» Problem: Continue the passage below on Vermont health care payment and benefit proposals, starting after its final sentence.

» Selected text:
↓↓↓
Greater Equity in Health Care Payments: This 2015 Rand Corporation study, The Economic Incidence of Health Care Spending in Vermont, commissioned by the legislature’s Joint Fiscal Office, concluded the following: “While nearly one-third of low-income individuals spend less than 5 percent of their income on health care, about 21 percent of low-income individuals spend more than 20 percent of their income on payments for health care.”
2015-01-06 RAND Economic Incidence of Health Care Spending PDF
In view of this wide disparity and recognizing that health care payments include out-of-pocket expenses and premiums, redesigning the payment system such that enrollees in publicly funded health care, especially those between 139 and 317 percent of poverty, pay at least 5 to 10 percent of their income for health care will enhance equity and bring revenues into the system. Further, under the Affordable Care Act, premiums can be adjusted higher based on whether or not the insured smokes.
Rationalize Health Care Benefits: Update the 2009 Medicaid Tiger Team report.
Tiger EDS Final PDF
This report included a comparative analysis of utilization limits on certain, mostly medical related, Medicaid benefits among peer state Medicaid programs. The comparative states were Rhode Island, Massachusetts, Wisconsin, Washington, New Hampshire, Minnesota, New York, Delaware, Arizona and Pennsylvania. The analysis encompassed only beneficiaries 23 and older and was conducted before Catamount health care was implemented. The Tiger Team analysis identified $22 million in potential general fund savings if utilization limits adopted by peer states were adopted as well in Vermont.
↑↑↑
» Supplied information:
↓↓↓
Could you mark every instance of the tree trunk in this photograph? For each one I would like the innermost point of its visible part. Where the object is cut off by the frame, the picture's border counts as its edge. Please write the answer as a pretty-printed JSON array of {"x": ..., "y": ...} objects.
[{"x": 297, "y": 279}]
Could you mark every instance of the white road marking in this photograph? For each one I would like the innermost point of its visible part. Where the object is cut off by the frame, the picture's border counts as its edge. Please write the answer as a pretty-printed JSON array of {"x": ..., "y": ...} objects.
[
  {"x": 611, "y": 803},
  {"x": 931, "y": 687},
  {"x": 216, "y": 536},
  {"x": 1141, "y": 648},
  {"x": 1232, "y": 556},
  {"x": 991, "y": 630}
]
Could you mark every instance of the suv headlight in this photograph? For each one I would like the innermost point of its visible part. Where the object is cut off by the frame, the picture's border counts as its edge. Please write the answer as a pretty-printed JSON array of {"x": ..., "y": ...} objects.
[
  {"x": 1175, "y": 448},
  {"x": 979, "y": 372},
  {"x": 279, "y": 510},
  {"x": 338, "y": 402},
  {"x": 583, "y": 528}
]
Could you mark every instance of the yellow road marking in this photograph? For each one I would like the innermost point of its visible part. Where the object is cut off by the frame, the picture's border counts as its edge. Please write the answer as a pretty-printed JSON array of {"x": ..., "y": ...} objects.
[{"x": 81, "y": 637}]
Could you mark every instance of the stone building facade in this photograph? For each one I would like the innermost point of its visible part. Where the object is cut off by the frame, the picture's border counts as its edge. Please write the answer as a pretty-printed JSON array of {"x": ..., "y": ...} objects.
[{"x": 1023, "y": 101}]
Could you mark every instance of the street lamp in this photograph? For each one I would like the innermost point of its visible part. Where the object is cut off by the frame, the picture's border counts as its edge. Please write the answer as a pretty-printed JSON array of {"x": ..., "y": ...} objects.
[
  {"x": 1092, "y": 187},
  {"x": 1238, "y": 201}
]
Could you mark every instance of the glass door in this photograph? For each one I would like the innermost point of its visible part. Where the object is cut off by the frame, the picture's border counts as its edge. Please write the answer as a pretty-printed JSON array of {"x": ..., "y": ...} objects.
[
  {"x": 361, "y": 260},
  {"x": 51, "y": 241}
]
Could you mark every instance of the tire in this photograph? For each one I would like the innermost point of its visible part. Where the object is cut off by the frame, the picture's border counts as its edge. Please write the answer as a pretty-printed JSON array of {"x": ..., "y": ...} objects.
↑↑↑
» Output of the exercise:
As with Vermont’s K-12 education funding, our state is a leader relative to eligibility for publicly funded health care. We are a middle income state more generous than most. The above options would not diminish our relative standing and include both revenue and cost containment opportunities. These would more than solve the current budget shortfall, leaving taxpayers grateful for the thoughtful balancing of a troubled situation.
The concept of sustainable spending is well honored but reluctantly embraced. The concept applies to both the ability of taxpayers to pay and the ability of providers to be paid fairly. With regard to health care, our current leaders have violated both these objectives. Expanding health care programs already busting the budget while pediatricians close their doors for lack of fair payment sends a clear message that fiscal leadership is lacking at the state house. Over the coming weeks and months, we must ask our leaders, both current and future, to abandon the platitudes and give us their specific and serious recommendations for solving the problems before us.
This commentary is by Tom Pelham, formerly finance commissioner in the Dean administration, tax commissioner in the Douglas administration, a state representative elected as an independent and who served on the Appropriations Committee, and now a co-founder of Campaign for Vermont.